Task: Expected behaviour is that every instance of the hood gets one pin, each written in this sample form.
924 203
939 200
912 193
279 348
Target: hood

** Activity **
Word for word, copy the listing above in its entirety.

** Written answer **
Task: Expected behaviour is that every instance of the hood gets one pin, each written in this sample form.
924 203
939 200
912 193
279 348
Target: hood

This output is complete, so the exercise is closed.